TASK DESCRIPTION =>
Starting at the top line and ending at the bottom one, repeat the entries exactly and drop every picture.

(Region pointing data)
##############################

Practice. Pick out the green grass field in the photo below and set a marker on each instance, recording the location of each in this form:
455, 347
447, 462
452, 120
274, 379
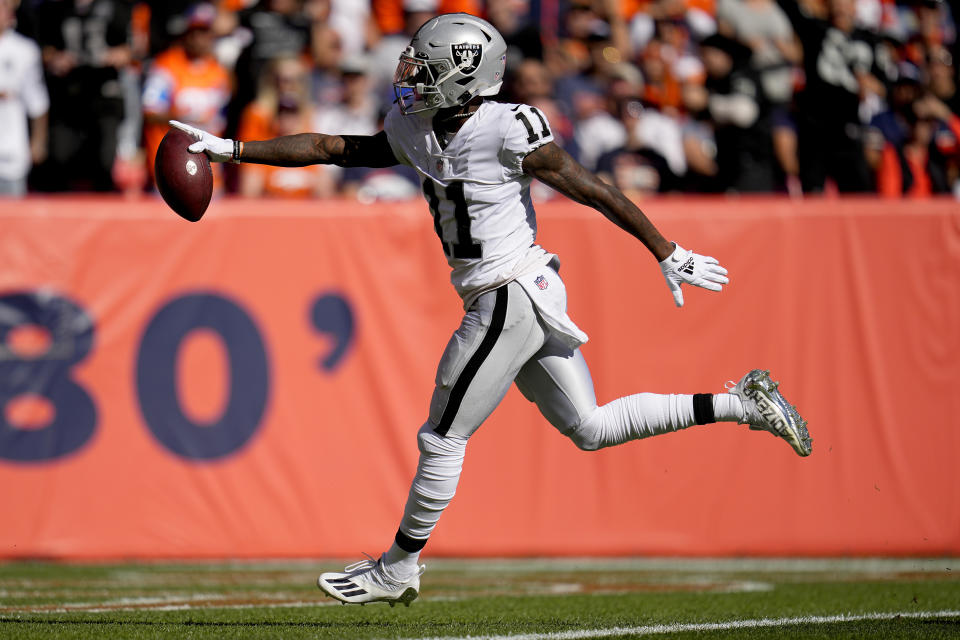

##############################

OUTPUT =>
Practice. Pick out the green grass field in the photo below and set a marker on each instance, recording the location of each in this form:
455, 347
447, 462
452, 120
274, 379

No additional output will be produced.